Detalhes da tarefa
Informe somente a quantidade de linhas dos registros abaixo em que aparece a palavra "List".

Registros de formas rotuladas

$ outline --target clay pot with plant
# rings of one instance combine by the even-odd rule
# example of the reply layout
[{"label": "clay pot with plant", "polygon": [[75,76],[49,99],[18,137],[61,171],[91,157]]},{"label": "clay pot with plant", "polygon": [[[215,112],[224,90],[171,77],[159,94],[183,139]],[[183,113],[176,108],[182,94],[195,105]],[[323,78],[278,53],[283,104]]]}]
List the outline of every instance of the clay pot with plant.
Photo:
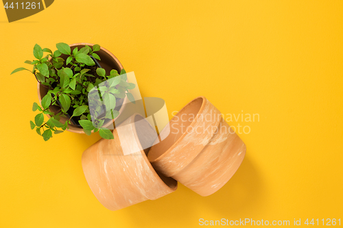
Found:
[{"label": "clay pot with plant", "polygon": [[[115,56],[98,45],[60,42],[52,52],[36,45],[36,60],[25,62],[32,70],[21,67],[11,73],[28,71],[38,81],[40,105],[34,103],[32,110],[39,114],[30,121],[31,129],[45,141],[53,133],[65,130],[87,135],[99,131],[103,138],[113,139],[106,127],[119,116],[128,99],[134,102],[129,90],[135,85],[128,82]],[[49,117],[47,121],[44,114]]]}]

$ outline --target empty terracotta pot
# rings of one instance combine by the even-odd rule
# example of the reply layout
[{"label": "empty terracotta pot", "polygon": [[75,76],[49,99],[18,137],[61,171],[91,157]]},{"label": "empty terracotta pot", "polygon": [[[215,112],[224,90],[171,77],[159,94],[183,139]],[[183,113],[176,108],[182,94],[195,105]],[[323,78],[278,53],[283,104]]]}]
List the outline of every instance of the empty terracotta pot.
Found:
[{"label": "empty terracotta pot", "polygon": [[[141,142],[156,134],[149,123],[141,115],[134,114],[117,128],[121,126],[126,131],[120,133],[120,140],[115,129],[114,140],[99,140],[84,152],[82,159],[84,173],[92,192],[104,206],[111,210],[154,200],[177,188],[175,180],[154,170],[146,156],[149,149],[142,149]],[[141,149],[124,155],[121,144],[138,145]]]},{"label": "empty terracotta pot", "polygon": [[[149,151],[155,170],[202,196],[222,188],[240,166],[246,145],[205,97],[184,107]],[[169,133],[169,135],[168,135]]]},{"label": "empty terracotta pot", "polygon": [[[73,51],[73,50],[76,47],[78,47],[78,49],[80,50],[81,48],[84,47],[85,45],[88,45],[91,47],[93,47],[93,46],[94,45],[90,44],[90,43],[86,43],[86,42],[79,42],[79,43],[76,43],[76,44],[70,45],[69,46],[71,47],[71,51]],[[123,69],[123,66],[120,63],[119,60],[118,60],[118,59],[107,49],[106,49],[102,47],[100,48],[100,50],[97,51],[96,53],[97,53],[99,57],[100,57],[100,59],[101,59],[101,60],[98,60],[99,63],[100,64],[102,67],[106,70],[108,75],[110,74],[110,71],[112,69],[117,70],[118,72],[120,72]],[[68,58],[68,56],[67,55],[64,55],[64,54],[62,54],[60,57],[63,58],[64,60],[64,61]],[[64,64],[64,66],[66,66],[65,64]],[[39,102],[41,103],[42,99],[44,97],[44,96],[45,96],[47,94],[48,89],[46,87],[43,86],[40,83],[38,83],[37,89],[38,89]],[[120,109],[118,110],[119,112],[119,115],[120,115],[120,113],[121,113],[121,111],[125,107],[126,103],[128,102],[127,101],[128,101],[127,97],[126,97],[123,99],[124,100],[123,102],[123,105],[121,105]],[[52,112],[54,113],[58,113],[60,111],[60,107],[58,105],[51,105],[49,109],[50,110],[51,112]],[[50,118],[49,115],[47,114],[47,116],[49,118]],[[118,117],[119,117],[119,116],[117,116],[117,118],[115,119],[117,119]],[[60,118],[60,122],[62,123],[64,123],[65,121],[67,121],[67,118],[65,117]],[[105,123],[104,124],[103,127],[107,127],[110,125],[113,124],[114,121],[115,121],[115,120],[110,120],[110,121],[108,121],[107,123]],[[67,131],[69,131],[71,132],[75,132],[75,133],[79,133],[79,134],[84,134],[83,129],[80,127],[75,125],[73,125],[73,124],[69,125],[69,124],[68,127],[69,127],[69,129],[67,129]]]}]

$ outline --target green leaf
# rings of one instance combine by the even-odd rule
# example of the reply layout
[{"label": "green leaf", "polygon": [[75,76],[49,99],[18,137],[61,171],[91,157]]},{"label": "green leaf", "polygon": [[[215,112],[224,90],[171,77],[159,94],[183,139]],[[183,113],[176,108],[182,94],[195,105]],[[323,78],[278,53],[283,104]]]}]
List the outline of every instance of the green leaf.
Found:
[{"label": "green leaf", "polygon": [[[65,70],[65,68],[64,68]],[[66,88],[69,84],[69,76],[63,71],[60,75],[60,85],[61,88]]]},{"label": "green leaf", "polygon": [[70,92],[71,94],[78,95],[81,93],[81,91],[79,90],[73,90]]},{"label": "green leaf", "polygon": [[114,75],[114,76],[118,76],[119,74],[118,73],[118,71],[117,71],[115,69],[112,69],[110,70],[110,74],[111,75]]},{"label": "green leaf", "polygon": [[43,75],[49,77],[49,68],[46,64],[37,64],[36,67]]},{"label": "green leaf", "polygon": [[63,131],[65,131],[68,128],[68,121],[65,121],[63,127],[61,127]]},{"label": "green leaf", "polygon": [[88,54],[89,53],[89,49],[86,47],[82,47],[81,49],[80,49],[80,53],[83,53],[84,54]]},{"label": "green leaf", "polygon": [[42,106],[45,110],[50,106],[50,104],[51,103],[51,94],[48,93],[47,94],[44,96],[43,99],[42,99]]},{"label": "green leaf", "polygon": [[64,125],[55,119],[54,117],[50,118],[51,121],[56,127],[62,127]]},{"label": "green leaf", "polygon": [[50,50],[49,49],[43,49],[43,52],[49,52],[49,53],[51,53],[51,54],[52,54],[52,51],[51,51],[51,50]]},{"label": "green leaf", "polygon": [[84,63],[87,66],[94,66],[95,63],[93,61],[92,58],[89,55],[86,55],[83,53],[79,53],[75,56],[76,61],[78,62]]},{"label": "green leaf", "polygon": [[[104,92],[104,91],[107,91],[107,90],[108,90],[108,88],[107,88],[107,87],[106,87],[106,86],[100,86],[100,87],[99,87],[99,88],[98,88],[98,89],[99,89],[99,90],[100,90],[100,91],[102,91],[102,92]],[[102,92],[102,93],[103,93],[103,92]]]},{"label": "green leaf", "polygon": [[134,97],[133,97],[132,94],[131,94],[130,92],[128,92],[126,94],[126,96],[128,96],[128,98],[130,101],[131,101],[133,103],[136,103],[136,101],[134,100]]},{"label": "green leaf", "polygon": [[119,90],[117,90],[117,89],[115,89],[115,88],[110,88],[108,91],[109,91],[110,93],[114,93],[114,94],[119,94],[119,93],[120,93]]},{"label": "green leaf", "polygon": [[84,75],[86,73],[88,72],[89,71],[91,71],[91,70],[90,69],[82,69],[82,70],[81,70],[81,71],[80,71],[80,73],[81,75]]},{"label": "green leaf", "polygon": [[126,74],[126,71],[125,71],[125,70],[123,68],[120,71],[120,74],[121,75],[123,75],[123,74]]},{"label": "green leaf", "polygon": [[115,97],[111,94],[106,93],[102,96],[104,104],[106,105],[106,109],[114,110],[115,108],[116,100]]},{"label": "green leaf", "polygon": [[73,71],[70,68],[64,68],[63,71],[69,77],[73,77]]},{"label": "green leaf", "polygon": [[100,51],[100,45],[95,45],[93,47],[93,51]]},{"label": "green leaf", "polygon": [[40,46],[36,44],[34,47],[34,55],[36,59],[40,60],[43,58],[43,50]]},{"label": "green leaf", "polygon": [[59,97],[60,102],[61,103],[62,108],[64,112],[67,112],[70,107],[70,97],[64,94],[60,94]]},{"label": "green leaf", "polygon": [[29,125],[31,125],[32,129],[33,129],[34,128],[34,127],[36,127],[36,125],[32,121],[29,121]]},{"label": "green leaf", "polygon": [[99,134],[100,134],[100,136],[105,139],[114,139],[115,138],[113,137],[113,134],[112,131],[107,128],[104,128],[102,127],[99,130]]},{"label": "green leaf", "polygon": [[56,45],[56,47],[62,54],[70,55],[71,53],[69,45],[66,43],[59,42]]},{"label": "green leaf", "polygon": [[123,79],[120,80],[119,85],[125,87],[130,86],[128,81],[124,81]]},{"label": "green leaf", "polygon": [[58,50],[56,50],[54,52],[54,57],[59,57],[62,55],[61,52]]},{"label": "green leaf", "polygon": [[92,53],[92,55],[93,55],[93,57],[94,57],[95,59],[97,59],[97,60],[101,60],[100,57],[99,57],[99,55],[98,55],[97,53]]},{"label": "green leaf", "polygon": [[73,89],[73,90],[75,90],[75,86],[76,85],[76,79],[74,78],[73,79],[70,83],[69,83],[69,87]]},{"label": "green leaf", "polygon": [[55,66],[56,68],[59,68],[62,66],[63,66],[64,62],[64,60],[63,60],[62,58],[56,58],[56,60],[54,60],[52,64],[54,66]]},{"label": "green leaf", "polygon": [[115,86],[119,84],[121,81],[121,79],[120,78],[120,77],[115,77],[108,80],[110,88],[115,87]]},{"label": "green leaf", "polygon": [[73,116],[78,116],[82,114],[88,108],[87,105],[82,105],[76,107],[73,112]]},{"label": "green leaf", "polygon": [[55,132],[54,132],[54,133],[57,134],[63,133],[63,132],[64,132],[63,131],[57,130],[57,131],[55,131]]},{"label": "green leaf", "polygon": [[76,47],[75,48],[74,48],[74,49],[73,50],[73,55],[76,55],[78,54],[78,53],[79,52],[78,51],[78,47]]},{"label": "green leaf", "polygon": [[34,123],[37,127],[40,127],[44,121],[44,114],[40,113],[34,117]]},{"label": "green leaf", "polygon": [[88,131],[92,131],[94,129],[94,126],[93,125],[93,123],[88,120],[82,120],[79,121],[79,123],[82,127],[84,129]]},{"label": "green leaf", "polygon": [[105,69],[103,68],[97,68],[97,74],[99,76],[105,77],[106,75],[106,72]]},{"label": "green leaf", "polygon": [[45,131],[44,131],[42,136],[43,137],[45,141],[49,140],[49,139],[52,137],[51,130],[50,129],[46,129]]},{"label": "green leaf", "polygon": [[[27,68],[23,68],[23,67],[19,67],[19,68],[17,68],[16,69],[15,69],[14,71],[12,71],[11,75],[12,75],[12,74],[14,74],[14,73],[16,73],[16,72],[18,72],[18,71],[24,71],[24,70],[29,71],[29,70],[27,70]],[[31,71],[30,71],[30,72],[31,72]]]},{"label": "green leaf", "polygon": [[[75,49],[74,49],[75,50]],[[69,64],[69,62],[71,62],[71,60],[73,60],[73,56],[69,56],[67,58],[67,60],[65,61],[65,64],[67,65],[68,65]]]}]

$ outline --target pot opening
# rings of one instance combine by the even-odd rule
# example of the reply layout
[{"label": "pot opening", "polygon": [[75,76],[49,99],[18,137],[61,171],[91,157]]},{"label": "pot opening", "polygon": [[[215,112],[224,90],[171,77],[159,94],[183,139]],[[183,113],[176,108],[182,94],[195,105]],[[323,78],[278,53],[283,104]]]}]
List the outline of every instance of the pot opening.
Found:
[{"label": "pot opening", "polygon": [[[150,147],[156,140],[156,131],[149,122],[139,114],[134,116],[134,127],[137,134],[139,142],[141,144],[145,155],[147,155]],[[147,159],[147,162],[150,163]],[[176,188],[178,183],[174,179],[167,177],[158,171],[155,171],[167,186],[172,189]]]},{"label": "pot opening", "polygon": [[[176,141],[187,132],[187,128],[193,123],[203,103],[203,98],[199,97],[185,106],[169,122],[170,133],[162,142],[155,144],[148,154],[150,161],[154,161],[166,152]],[[167,134],[165,128],[160,135]]]}]

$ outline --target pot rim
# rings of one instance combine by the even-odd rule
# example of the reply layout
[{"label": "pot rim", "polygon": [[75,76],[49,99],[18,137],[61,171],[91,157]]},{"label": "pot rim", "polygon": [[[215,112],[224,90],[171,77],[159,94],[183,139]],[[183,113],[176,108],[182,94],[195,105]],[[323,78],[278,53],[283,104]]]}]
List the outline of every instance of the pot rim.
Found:
[{"label": "pot rim", "polygon": [[[135,118],[136,118],[136,116],[137,116],[141,117],[142,120],[145,120],[145,118],[142,115],[141,115],[139,113],[134,113],[131,116],[130,116],[126,120],[125,120],[124,122],[123,122],[123,124],[125,124],[126,123],[128,123],[128,122],[131,123],[136,123]],[[149,123],[149,122],[147,122],[146,120],[145,120],[145,121],[147,122],[148,127],[151,127],[154,131],[156,131],[156,129],[154,129],[153,128],[153,127]],[[119,126],[120,126],[120,125],[119,125]],[[161,173],[161,175],[163,175],[163,177],[165,177],[165,178],[169,179],[173,182],[174,184],[169,186],[166,182],[165,182],[165,181],[157,173],[157,170],[155,170],[155,168],[154,168],[154,167],[151,164],[150,162],[149,161],[149,159],[147,158],[147,155],[145,154],[145,152],[144,151],[144,149],[142,147],[141,143],[139,140],[139,138],[138,137],[138,135],[137,135],[137,131],[136,129],[136,124],[133,125],[133,130],[134,130],[133,134],[134,136],[134,138],[136,140],[136,142],[137,142],[138,146],[139,147],[140,152],[142,154],[142,155],[144,158],[144,160],[145,161],[147,165],[149,166],[150,171],[154,174],[154,176],[158,179],[158,181],[161,182],[161,183],[163,183],[165,186],[168,187],[172,191],[176,190],[178,188],[178,181],[176,181],[176,180],[174,180],[173,178],[172,178],[170,177],[166,177],[163,174]],[[147,154],[149,154],[149,153],[147,153]],[[126,156],[126,155],[124,155],[124,156]]]},{"label": "pot rim", "polygon": [[[206,103],[208,102],[207,99],[206,99],[205,97],[204,96],[200,96],[200,97],[196,97],[195,99],[193,99],[193,100],[191,100],[191,101],[189,101],[186,105],[185,105],[180,111],[178,111],[178,112],[173,116],[173,118],[172,118],[172,119],[169,121],[169,123],[171,123],[174,118],[176,118],[176,116],[178,117],[178,114],[180,113],[182,113],[182,112],[187,107],[188,107],[192,102],[198,100],[198,99],[202,99],[202,104],[201,104],[201,106],[200,106],[200,108],[199,109],[199,111],[198,111],[197,114],[196,114],[196,117],[194,118],[194,119],[193,120],[192,123],[191,123],[191,124],[189,125],[189,127],[194,127],[194,125],[196,124],[196,121],[198,120],[199,117],[199,114],[201,114],[202,113],[203,110],[204,110],[204,108],[206,106]],[[161,133],[159,134],[160,135],[165,131],[165,128],[164,128],[161,131]],[[167,155],[172,151],[173,150],[179,143],[180,141],[182,141],[185,137],[186,137],[186,136],[189,133],[187,133],[187,131],[186,131],[186,132],[185,132],[177,140],[176,142],[175,142],[167,151],[165,151],[163,154],[161,154],[160,156],[158,156],[158,157],[156,157],[156,159],[154,159],[154,160],[151,160],[150,162],[151,163],[154,163],[154,162],[158,162],[159,161],[161,161],[161,160],[163,160],[165,157],[167,156]],[[156,141],[158,140],[158,138],[156,138]],[[159,142],[159,141],[158,141]],[[154,142],[156,142],[156,141]],[[154,144],[155,144],[155,143],[154,143]]]},{"label": "pot rim", "polygon": [[[69,45],[69,47],[76,47],[76,46],[85,46],[85,45],[93,47],[95,45],[89,43],[89,42],[76,42],[76,43]],[[102,46],[100,46],[100,50],[105,51],[108,55],[110,55],[117,62],[117,64],[119,66],[121,71],[123,68],[123,65],[121,65],[121,63],[119,62],[119,60],[110,51],[109,51],[106,49],[102,47]],[[49,60],[51,60],[51,56],[49,56]],[[42,86],[42,85],[39,82],[37,82],[37,92],[38,92],[38,101],[39,101],[40,103],[42,102],[42,97],[40,96],[40,92],[41,86]],[[119,115],[120,115],[120,112],[122,112],[123,109],[125,107],[126,103],[128,103],[128,97],[126,96],[123,99],[124,100],[123,101],[123,105],[121,105],[121,107],[120,107],[120,109],[119,110]],[[46,115],[47,115],[47,116],[49,117],[49,118],[51,118],[51,116],[49,114],[46,114]],[[117,116],[115,118],[112,119],[110,121],[108,121],[108,123],[107,123],[106,124],[104,125],[103,127],[107,127],[109,125],[110,125],[111,124],[113,124],[115,122],[115,121],[119,116],[119,115],[118,115],[118,116]],[[75,127],[75,128],[77,127],[78,129],[69,128],[67,129],[67,131],[73,132],[73,133],[84,134],[84,131],[82,127],[78,127],[75,126],[74,125],[69,125],[69,124],[68,124],[68,127],[69,127],[71,125],[73,127]],[[93,133],[93,131],[94,130],[92,130],[91,132]]]}]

Resposta
5